- Records for the task:
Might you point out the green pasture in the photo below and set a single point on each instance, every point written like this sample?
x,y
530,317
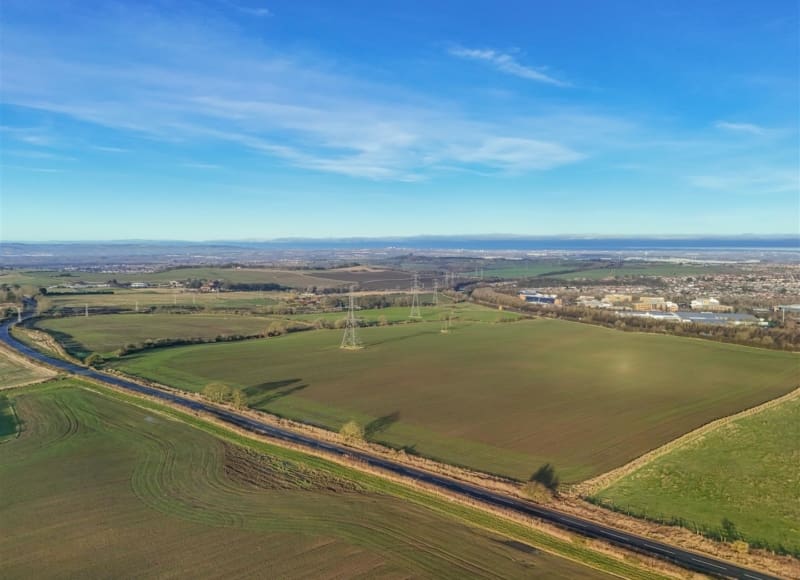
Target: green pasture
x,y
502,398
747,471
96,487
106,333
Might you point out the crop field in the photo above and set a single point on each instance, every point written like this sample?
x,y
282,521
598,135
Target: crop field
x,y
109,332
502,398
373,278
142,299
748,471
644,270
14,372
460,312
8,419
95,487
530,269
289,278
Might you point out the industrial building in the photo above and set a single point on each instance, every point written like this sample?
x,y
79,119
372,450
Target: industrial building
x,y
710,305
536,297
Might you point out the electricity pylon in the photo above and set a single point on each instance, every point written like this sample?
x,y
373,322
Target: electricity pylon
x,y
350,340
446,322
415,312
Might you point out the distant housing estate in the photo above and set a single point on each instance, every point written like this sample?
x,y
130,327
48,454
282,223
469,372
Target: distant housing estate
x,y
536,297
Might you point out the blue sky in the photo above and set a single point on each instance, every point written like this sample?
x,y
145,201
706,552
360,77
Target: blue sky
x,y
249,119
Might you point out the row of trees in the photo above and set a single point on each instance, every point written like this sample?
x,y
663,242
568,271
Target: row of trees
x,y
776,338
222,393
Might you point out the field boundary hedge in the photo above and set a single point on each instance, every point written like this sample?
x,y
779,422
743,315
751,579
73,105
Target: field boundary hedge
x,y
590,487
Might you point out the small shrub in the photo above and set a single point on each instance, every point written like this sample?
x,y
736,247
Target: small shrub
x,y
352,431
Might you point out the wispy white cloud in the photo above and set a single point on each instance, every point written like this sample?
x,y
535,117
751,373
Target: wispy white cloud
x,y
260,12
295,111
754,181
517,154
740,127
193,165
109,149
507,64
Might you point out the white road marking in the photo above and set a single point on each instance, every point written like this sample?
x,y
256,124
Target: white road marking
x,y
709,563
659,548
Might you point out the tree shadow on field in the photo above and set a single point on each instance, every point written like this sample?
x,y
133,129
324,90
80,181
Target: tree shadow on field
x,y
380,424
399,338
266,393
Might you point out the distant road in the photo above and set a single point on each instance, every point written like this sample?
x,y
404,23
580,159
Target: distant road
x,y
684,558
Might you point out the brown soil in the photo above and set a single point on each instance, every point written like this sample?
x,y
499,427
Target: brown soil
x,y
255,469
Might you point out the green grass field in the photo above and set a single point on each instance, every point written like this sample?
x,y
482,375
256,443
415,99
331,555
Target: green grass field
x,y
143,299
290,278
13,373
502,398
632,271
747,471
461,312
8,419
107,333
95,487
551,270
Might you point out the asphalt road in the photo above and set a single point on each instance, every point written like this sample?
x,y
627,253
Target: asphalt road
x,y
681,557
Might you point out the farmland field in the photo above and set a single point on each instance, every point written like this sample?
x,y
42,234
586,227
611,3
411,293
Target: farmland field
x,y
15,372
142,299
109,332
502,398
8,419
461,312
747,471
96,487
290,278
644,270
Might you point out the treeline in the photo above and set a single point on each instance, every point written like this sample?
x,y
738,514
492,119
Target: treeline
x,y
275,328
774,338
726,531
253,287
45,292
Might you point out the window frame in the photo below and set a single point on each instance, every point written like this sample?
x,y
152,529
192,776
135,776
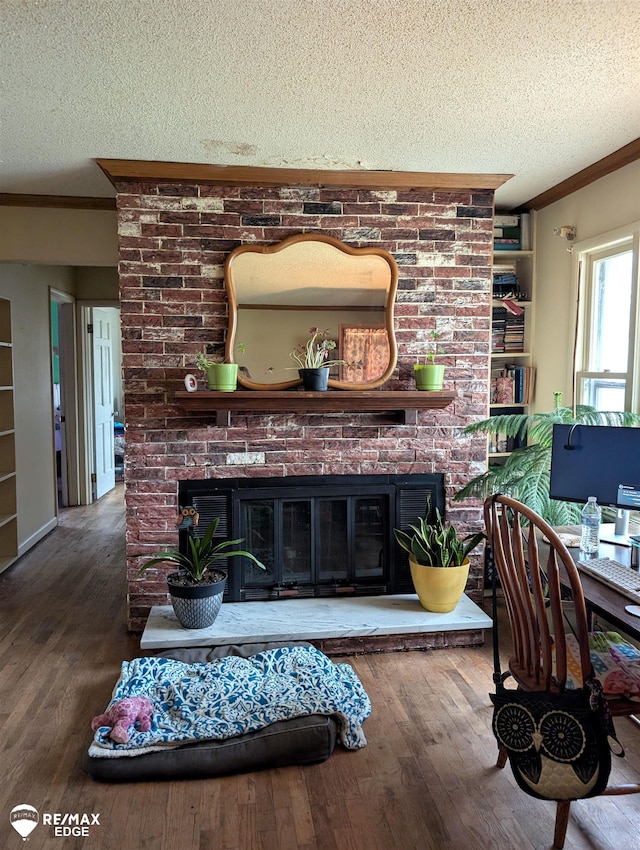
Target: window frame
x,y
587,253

---

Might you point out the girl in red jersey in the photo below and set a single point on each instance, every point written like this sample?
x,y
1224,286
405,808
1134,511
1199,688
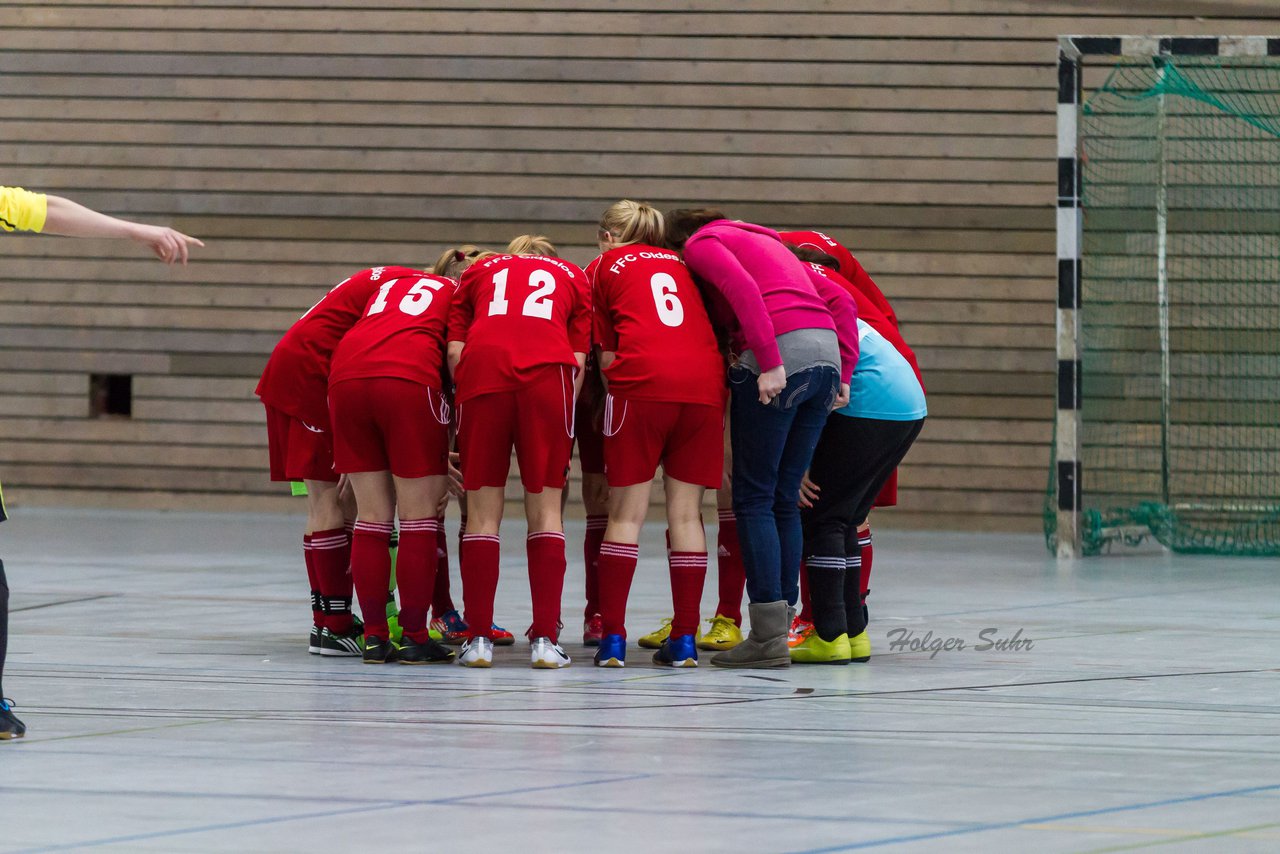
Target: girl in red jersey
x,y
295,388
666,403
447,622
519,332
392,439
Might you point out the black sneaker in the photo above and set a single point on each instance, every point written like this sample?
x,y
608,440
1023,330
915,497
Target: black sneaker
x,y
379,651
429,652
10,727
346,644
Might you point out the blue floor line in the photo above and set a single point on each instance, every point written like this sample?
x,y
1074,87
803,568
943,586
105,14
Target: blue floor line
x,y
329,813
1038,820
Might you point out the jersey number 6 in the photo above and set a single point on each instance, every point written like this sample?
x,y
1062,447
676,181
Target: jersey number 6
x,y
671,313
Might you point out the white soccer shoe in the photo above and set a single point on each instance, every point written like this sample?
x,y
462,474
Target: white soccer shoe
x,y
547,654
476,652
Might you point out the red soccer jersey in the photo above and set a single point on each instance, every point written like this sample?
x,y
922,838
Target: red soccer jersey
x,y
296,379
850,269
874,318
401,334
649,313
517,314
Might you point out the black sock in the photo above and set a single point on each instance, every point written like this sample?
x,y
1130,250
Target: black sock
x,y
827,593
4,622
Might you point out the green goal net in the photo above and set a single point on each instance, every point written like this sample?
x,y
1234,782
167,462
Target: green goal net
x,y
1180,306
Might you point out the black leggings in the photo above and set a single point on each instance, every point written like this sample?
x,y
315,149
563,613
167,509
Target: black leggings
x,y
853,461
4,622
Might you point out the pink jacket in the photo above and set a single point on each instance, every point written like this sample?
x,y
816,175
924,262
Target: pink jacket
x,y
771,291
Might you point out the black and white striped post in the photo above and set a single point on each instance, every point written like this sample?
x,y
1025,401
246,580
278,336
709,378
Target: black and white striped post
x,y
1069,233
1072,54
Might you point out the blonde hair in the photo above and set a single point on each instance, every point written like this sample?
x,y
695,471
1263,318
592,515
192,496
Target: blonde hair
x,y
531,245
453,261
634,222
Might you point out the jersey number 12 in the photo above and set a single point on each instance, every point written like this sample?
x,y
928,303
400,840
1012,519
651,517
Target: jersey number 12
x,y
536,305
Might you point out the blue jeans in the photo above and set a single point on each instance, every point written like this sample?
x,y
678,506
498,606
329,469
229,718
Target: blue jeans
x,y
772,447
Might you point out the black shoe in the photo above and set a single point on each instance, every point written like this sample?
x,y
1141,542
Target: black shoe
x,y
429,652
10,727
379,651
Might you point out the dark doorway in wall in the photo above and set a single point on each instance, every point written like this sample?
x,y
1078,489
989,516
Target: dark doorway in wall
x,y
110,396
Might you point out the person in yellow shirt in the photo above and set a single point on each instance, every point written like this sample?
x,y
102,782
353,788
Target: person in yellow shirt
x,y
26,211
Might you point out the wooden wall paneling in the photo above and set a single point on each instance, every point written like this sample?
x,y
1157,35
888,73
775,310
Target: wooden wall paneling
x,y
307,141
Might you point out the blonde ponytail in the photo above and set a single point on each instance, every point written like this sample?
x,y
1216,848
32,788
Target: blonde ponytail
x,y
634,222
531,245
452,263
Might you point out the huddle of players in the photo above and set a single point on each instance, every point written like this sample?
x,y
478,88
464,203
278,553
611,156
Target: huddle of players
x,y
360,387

--

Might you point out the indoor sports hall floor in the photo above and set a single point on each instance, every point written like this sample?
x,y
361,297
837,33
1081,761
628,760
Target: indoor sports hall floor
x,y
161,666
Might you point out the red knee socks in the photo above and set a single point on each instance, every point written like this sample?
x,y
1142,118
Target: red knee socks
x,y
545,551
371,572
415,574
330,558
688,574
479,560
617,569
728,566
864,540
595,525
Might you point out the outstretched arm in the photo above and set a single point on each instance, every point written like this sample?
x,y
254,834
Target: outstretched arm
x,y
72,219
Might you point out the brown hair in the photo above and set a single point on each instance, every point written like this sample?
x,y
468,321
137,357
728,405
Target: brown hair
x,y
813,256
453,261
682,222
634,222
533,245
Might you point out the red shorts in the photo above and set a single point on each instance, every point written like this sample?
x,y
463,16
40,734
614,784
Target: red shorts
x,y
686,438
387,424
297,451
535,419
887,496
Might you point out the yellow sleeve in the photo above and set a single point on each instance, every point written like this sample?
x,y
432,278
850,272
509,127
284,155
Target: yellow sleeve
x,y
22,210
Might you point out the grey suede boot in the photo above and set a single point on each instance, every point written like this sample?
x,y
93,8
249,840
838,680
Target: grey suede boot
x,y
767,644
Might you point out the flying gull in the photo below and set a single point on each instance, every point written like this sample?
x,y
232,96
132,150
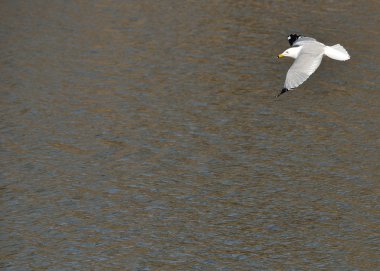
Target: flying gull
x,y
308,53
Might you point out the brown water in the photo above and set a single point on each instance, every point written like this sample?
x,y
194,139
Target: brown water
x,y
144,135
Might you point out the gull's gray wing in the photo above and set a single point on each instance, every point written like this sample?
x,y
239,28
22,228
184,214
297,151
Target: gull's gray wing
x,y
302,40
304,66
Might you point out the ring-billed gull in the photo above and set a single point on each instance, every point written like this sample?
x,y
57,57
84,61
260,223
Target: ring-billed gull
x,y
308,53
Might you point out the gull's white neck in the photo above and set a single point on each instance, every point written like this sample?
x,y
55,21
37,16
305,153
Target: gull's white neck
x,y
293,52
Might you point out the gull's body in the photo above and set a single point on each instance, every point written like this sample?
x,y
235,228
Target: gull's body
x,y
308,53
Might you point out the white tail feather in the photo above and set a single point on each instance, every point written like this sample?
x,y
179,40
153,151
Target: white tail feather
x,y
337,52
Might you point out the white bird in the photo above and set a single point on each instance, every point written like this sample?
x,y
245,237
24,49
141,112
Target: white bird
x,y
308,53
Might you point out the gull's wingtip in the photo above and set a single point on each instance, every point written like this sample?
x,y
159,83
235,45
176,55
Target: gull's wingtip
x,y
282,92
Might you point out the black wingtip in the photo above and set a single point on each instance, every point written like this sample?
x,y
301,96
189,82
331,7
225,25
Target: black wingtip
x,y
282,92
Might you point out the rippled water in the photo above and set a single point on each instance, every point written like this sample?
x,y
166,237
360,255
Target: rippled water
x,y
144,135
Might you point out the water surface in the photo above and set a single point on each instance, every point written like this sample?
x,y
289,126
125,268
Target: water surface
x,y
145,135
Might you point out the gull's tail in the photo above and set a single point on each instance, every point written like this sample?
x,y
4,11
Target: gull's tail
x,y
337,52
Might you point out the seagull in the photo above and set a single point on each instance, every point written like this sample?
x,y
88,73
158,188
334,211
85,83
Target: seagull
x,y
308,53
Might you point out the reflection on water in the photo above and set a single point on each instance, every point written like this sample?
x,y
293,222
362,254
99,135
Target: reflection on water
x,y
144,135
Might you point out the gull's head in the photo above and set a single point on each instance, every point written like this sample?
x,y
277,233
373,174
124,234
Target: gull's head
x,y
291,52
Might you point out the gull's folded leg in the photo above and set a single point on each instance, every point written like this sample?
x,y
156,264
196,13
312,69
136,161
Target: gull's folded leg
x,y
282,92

- Your goal:
Show every line of the records above that contains the word "wooden", copying each such line in full.

- Expected answer:
Might you point out the wooden wall paneling in the photo above and set a single point on each instance, every point written like this sample?
Target: wooden wall paneling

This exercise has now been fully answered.